● **EXERCISE TASK**
In the notes on modeling Hampshire's Saxon churches, write out the passage between "A sketch from" and "layers of information.", inclusive.

● **PAGE TEXT**

-- Start --

A sketch from my pocket notebook captures the grip that the world of bricks took on my imagination. That world of building sites and masculine banter dominated the seventies for me. It helped to toughen me up and prepare me for the move to Africa that took me by surprise at the beginning of the 80s



This is a map I am working up in Revit. Hampshire churches. Churches within reach of Basingstoke where my grandsons live. I've visited quite a few of them. Saxons churches with wooden spires/belfries and flint walling.

I like mapping things in Revit, embedding data in little generic objects. It's the process that counts and how it helps you to get your head around a set of buildings in a particular landscape. Looking up information online. Gradually adding more instances, more layers of information.

The Meonwara was a tribe of Saxons who settled in the Meon valley. Mentioned by the Venerable Bede in the 8th Century. How do you transport yourself back to that world?

My chosen approach (called "the way we build") is a blend of hands-on research techniques. Modelling in Revit, drawing and painting, collecting and organising information from books and Internet searches, wherever possible, group collaborations to tap into a broader set of ideas and approaches.

I have visited some of these churches. My grandsons live in Basingstoke. Actual visits to old buildings are a vital part of the method, always asking questions. How was that actually built? What purpose does it serve? How does it fit into a sequence of technological change and stylistic development?



Model progress on the first of the Meon churches, in Hampshire that are at the core of my current #bimpencil study.

Corhampton was the second in a group of three Saxon churches that I visited with my family in the summer of 2019. Sunny weather, all three of my children, both grandsons and one daughter in law. Fond memories for sure.

The church in the photo is Exton. Similar language and scale but different in detail. The window and door families present an interesting challenge. Just going for a simplified approximation at the moment.



Weekend draws to a close and I'm quite happy with the progress on Corhampton Church in the Meon valley of Hampshire.

I'm doing this based on a couple of dozen photos taken in 2019 plus information from the Internet. There was a framed floor plan in the church that I snapped, and of course Google earth gives a rough guide to size, but for the most part all the dimensions in my model are estimated by eye.

I love to do it that way. Forces me to think hard about the way a building is put together and to take decisions about the level of abstraction that I should use. I suppose the day will come when others will just tell "the machine"... "take this source material and convert it into a BIM model of a Saxon church."

-- End --

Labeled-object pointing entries
-- Start --

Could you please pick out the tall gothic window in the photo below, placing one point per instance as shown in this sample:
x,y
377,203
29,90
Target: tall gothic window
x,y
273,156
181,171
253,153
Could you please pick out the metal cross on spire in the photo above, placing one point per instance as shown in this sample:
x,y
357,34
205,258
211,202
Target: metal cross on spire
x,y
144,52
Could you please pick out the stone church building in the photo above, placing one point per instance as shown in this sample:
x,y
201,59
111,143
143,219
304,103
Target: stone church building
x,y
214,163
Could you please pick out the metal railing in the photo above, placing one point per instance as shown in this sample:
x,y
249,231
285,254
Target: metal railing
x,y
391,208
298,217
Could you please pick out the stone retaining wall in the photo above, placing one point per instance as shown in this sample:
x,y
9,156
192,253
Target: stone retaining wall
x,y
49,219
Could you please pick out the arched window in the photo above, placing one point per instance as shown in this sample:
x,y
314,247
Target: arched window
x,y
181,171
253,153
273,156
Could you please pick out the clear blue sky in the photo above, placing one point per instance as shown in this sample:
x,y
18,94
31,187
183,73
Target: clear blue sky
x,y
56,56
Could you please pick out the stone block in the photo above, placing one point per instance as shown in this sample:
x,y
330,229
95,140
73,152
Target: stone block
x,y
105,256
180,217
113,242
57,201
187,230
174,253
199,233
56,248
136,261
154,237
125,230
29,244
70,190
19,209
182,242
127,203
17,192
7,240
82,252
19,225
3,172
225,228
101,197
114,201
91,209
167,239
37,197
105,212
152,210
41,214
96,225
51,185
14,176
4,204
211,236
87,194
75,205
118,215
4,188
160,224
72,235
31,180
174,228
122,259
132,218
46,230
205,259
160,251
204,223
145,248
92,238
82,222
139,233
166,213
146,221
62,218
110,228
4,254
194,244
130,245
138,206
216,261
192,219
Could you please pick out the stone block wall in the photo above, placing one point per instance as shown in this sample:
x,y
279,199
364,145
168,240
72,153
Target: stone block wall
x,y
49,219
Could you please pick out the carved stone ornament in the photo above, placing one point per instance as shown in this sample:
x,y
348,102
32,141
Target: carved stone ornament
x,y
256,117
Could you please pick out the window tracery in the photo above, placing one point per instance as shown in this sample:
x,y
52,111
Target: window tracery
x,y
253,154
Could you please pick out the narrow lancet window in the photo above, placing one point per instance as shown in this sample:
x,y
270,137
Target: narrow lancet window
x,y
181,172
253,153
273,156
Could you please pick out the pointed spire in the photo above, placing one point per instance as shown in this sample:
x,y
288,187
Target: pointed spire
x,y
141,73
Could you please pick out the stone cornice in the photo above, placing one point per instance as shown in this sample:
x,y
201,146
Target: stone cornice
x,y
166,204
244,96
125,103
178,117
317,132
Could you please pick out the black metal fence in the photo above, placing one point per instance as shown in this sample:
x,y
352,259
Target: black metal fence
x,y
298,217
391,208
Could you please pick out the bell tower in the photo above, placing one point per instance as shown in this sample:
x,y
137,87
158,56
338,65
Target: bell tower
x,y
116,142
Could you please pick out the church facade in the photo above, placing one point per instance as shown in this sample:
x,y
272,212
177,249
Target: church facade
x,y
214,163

-- End --

● **SOLUTION TO THE PROBLEM**
A sketch from my pocket notebook captures the grip that the world of bricks took on my imagination. That world of building sites and masculine banter dominated the seventies for me. It helped to toughen me up and prepare me for the move to Africa that took me by surprise at the beginning of the 80s



This is a map I am working up in Revit. Hampshire churches. Churches within reach of Basingstoke where my grandsons live. I've visited quite a few of them. Saxons churches with wooden spires/belfries and flint walling.

I like mapping things in Revit, embedding data in little generic objects. It's the process that counts and how it helps you to get your head around a set of buildings in a particular landscape. Looking up information online. Gradually adding more instances, more layers of information.